## CHALLENGE
Please copy the data from the line with "white towel on" up to and including the line with "(391, 265), (471, 283)", switching "towel" to "cloth" and leaving everything else unchanged.

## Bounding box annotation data
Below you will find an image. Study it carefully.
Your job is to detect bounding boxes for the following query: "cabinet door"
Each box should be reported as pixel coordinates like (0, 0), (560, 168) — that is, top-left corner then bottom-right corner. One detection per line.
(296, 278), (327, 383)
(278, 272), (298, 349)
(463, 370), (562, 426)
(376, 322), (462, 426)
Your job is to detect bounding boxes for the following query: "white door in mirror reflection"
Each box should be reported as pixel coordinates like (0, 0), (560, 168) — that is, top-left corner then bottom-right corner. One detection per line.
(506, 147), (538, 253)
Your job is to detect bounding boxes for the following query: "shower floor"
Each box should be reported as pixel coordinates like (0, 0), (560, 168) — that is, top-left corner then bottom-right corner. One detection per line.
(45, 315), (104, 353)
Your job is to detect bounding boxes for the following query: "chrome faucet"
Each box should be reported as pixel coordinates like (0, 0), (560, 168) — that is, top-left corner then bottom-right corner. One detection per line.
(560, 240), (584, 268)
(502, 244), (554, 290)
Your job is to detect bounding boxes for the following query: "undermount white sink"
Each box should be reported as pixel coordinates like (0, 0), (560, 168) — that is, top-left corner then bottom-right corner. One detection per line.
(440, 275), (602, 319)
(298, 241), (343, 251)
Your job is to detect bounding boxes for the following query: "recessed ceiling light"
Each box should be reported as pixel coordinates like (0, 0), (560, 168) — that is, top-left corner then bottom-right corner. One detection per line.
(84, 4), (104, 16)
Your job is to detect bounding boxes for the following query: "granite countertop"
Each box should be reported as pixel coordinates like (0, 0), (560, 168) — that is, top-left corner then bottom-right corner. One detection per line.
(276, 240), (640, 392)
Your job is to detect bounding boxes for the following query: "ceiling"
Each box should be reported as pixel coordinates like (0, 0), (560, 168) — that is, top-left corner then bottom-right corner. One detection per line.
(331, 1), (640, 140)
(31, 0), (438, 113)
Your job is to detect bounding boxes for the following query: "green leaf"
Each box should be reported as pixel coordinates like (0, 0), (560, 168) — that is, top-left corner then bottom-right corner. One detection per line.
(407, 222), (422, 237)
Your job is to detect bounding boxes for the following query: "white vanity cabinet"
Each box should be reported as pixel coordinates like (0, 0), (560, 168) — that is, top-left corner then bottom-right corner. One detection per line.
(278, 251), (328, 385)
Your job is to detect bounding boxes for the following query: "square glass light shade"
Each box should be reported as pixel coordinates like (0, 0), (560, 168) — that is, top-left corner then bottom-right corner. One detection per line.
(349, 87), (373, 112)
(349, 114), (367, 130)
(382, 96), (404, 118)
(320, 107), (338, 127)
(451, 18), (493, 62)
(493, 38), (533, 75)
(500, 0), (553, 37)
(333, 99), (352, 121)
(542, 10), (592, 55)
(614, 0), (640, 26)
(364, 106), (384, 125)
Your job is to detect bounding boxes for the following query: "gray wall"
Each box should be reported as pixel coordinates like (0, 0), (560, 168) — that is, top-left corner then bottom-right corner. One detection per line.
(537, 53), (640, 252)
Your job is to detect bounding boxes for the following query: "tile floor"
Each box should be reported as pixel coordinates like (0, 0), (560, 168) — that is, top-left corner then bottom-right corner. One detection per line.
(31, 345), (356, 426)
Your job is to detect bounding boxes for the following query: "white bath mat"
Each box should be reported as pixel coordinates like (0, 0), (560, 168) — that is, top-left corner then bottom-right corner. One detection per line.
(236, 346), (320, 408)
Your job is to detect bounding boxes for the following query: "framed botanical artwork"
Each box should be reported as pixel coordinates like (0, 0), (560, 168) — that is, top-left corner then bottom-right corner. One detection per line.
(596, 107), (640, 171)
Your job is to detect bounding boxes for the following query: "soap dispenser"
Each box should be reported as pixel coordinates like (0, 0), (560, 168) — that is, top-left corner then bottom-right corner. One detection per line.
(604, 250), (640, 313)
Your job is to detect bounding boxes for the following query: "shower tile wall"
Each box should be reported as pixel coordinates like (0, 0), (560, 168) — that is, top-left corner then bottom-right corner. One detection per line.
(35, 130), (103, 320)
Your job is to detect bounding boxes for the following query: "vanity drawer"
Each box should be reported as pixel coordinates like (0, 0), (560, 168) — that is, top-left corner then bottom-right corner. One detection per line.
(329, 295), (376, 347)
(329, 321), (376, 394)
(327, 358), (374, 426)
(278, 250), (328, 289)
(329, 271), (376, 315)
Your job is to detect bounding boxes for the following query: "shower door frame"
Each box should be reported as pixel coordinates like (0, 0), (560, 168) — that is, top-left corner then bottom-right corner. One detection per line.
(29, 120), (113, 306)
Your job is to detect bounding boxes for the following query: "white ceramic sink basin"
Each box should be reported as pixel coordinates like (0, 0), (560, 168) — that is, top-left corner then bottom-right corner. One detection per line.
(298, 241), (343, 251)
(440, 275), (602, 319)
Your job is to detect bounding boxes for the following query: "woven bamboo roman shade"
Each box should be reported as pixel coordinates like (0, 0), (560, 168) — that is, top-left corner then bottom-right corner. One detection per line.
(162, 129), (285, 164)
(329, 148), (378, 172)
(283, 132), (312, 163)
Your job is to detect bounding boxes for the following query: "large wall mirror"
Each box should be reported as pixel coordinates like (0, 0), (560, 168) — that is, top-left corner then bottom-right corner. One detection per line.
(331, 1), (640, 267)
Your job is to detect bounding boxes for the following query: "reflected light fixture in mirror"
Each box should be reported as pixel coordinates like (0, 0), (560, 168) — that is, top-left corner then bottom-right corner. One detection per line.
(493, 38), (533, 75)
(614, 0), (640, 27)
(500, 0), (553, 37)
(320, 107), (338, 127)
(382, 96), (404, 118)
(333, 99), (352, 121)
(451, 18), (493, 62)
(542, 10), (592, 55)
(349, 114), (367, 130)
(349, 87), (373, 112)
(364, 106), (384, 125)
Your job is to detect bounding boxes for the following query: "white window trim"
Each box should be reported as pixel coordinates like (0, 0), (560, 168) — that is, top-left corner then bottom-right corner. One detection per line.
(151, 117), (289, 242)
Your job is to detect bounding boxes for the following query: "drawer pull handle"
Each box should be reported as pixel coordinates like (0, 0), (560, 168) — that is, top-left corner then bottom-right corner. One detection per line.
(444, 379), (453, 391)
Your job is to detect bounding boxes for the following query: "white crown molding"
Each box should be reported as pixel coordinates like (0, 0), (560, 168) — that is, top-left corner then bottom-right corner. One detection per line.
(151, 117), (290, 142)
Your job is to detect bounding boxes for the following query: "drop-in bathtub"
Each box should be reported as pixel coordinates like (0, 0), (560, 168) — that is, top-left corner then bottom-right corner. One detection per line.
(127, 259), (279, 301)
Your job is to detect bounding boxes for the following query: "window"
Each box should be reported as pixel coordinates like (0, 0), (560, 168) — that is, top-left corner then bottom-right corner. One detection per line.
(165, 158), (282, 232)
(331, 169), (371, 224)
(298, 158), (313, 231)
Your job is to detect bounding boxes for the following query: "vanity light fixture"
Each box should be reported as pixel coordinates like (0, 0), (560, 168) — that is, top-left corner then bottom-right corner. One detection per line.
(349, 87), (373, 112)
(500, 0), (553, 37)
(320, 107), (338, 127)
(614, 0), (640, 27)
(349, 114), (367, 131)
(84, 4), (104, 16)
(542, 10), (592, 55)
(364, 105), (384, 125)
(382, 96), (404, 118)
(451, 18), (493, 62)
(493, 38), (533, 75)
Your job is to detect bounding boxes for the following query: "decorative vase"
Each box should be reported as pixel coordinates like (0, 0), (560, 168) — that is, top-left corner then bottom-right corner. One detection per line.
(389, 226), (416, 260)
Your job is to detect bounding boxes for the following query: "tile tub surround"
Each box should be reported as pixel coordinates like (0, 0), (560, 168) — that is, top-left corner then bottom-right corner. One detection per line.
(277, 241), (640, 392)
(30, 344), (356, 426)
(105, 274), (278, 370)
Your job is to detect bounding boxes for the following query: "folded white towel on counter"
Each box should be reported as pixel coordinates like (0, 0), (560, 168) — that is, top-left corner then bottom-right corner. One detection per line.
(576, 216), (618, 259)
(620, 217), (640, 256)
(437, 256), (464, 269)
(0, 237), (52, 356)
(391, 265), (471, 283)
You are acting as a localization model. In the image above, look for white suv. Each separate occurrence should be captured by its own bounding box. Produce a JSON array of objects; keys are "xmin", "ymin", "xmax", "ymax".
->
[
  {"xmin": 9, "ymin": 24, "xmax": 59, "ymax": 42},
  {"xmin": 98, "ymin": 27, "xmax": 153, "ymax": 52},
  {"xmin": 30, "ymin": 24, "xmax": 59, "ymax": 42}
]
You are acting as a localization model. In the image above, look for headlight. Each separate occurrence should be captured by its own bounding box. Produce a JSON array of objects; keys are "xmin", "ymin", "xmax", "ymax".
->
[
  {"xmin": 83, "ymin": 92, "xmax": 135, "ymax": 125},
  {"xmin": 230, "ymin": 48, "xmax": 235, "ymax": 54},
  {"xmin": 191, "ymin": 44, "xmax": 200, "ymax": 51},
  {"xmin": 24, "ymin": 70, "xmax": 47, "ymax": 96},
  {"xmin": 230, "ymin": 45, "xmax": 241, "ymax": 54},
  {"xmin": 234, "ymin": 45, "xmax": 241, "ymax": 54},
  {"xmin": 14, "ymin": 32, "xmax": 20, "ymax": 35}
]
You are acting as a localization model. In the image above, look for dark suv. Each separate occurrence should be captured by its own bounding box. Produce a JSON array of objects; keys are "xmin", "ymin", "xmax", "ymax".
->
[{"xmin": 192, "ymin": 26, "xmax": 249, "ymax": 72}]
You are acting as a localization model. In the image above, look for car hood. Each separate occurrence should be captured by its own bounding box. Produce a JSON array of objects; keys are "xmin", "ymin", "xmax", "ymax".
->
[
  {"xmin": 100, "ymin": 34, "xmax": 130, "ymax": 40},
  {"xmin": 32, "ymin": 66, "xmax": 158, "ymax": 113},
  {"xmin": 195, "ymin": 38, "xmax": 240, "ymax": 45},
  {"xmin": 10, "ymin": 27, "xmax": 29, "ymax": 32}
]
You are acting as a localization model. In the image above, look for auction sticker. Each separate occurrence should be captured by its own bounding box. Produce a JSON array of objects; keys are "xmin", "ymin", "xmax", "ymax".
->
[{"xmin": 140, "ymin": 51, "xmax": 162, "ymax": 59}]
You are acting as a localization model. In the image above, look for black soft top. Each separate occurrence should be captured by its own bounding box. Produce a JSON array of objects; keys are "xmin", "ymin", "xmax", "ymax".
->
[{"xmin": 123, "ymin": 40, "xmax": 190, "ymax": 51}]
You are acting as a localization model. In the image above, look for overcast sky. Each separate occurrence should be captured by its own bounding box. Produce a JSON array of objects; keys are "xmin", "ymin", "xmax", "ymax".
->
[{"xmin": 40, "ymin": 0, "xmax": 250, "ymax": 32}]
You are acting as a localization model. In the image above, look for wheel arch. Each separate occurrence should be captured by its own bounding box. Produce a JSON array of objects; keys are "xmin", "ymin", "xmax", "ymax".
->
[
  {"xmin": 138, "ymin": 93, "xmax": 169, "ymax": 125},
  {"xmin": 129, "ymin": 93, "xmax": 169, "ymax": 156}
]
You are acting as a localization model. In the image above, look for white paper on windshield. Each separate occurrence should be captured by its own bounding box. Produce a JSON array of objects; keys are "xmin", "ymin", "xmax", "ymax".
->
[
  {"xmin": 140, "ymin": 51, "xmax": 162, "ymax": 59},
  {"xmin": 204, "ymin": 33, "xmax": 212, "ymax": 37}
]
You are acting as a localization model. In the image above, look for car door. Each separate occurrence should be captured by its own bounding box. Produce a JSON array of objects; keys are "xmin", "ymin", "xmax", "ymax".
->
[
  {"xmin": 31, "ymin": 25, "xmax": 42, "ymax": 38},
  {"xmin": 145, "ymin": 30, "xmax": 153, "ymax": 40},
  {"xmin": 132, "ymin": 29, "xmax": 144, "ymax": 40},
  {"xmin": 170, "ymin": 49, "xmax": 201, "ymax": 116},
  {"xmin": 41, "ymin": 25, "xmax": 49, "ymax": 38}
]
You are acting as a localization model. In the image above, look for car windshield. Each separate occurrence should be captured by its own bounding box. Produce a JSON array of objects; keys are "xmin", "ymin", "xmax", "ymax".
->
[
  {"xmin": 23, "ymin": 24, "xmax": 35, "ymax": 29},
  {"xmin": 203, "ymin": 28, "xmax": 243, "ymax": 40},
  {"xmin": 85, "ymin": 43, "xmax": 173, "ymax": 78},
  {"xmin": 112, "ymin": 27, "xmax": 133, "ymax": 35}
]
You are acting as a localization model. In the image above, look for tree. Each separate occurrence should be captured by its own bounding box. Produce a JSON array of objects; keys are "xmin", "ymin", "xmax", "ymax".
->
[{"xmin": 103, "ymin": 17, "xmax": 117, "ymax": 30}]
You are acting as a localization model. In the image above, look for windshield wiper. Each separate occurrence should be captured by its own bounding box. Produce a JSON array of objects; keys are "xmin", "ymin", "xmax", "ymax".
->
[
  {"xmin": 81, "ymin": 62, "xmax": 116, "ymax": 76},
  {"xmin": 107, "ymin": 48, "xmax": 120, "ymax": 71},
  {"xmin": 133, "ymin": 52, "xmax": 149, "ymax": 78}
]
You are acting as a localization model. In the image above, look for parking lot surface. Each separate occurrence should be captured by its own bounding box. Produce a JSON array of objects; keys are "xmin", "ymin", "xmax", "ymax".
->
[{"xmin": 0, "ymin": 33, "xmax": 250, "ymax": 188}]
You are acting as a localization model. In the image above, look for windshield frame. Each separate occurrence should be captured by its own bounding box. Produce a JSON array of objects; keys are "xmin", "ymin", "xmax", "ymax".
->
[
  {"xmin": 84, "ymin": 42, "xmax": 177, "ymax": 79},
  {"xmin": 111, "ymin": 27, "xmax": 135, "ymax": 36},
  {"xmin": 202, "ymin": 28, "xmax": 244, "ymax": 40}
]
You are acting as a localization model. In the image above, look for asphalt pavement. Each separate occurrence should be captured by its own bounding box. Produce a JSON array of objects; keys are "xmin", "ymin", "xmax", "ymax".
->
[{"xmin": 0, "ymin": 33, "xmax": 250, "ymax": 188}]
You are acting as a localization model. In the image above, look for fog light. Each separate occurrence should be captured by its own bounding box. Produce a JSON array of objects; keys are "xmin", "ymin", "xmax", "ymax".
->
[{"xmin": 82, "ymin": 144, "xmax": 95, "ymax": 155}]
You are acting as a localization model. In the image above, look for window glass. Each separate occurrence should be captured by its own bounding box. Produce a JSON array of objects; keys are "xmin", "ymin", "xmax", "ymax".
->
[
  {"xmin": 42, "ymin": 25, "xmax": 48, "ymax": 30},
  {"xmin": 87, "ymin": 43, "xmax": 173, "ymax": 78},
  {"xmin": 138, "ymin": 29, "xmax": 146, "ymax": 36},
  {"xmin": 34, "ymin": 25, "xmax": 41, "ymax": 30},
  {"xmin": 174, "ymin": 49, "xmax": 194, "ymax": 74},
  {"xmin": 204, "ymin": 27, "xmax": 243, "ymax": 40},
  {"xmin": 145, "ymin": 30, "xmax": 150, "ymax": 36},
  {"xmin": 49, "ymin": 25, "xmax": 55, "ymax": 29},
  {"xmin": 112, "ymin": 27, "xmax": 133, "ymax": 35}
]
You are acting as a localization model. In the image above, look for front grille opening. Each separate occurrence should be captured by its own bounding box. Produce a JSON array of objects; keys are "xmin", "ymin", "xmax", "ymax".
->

## ANSWER IN FULL
Your job is to detect bounding boxes for the following query: "folded white cloth on counter"
Each box should be reported as pixel coordinates like (0, 0), (560, 168) — that is, top-left corner then bottom-right corner. One detection per line.
(576, 216), (618, 259)
(620, 217), (640, 256)
(437, 256), (464, 269)
(0, 237), (52, 356)
(391, 265), (471, 283)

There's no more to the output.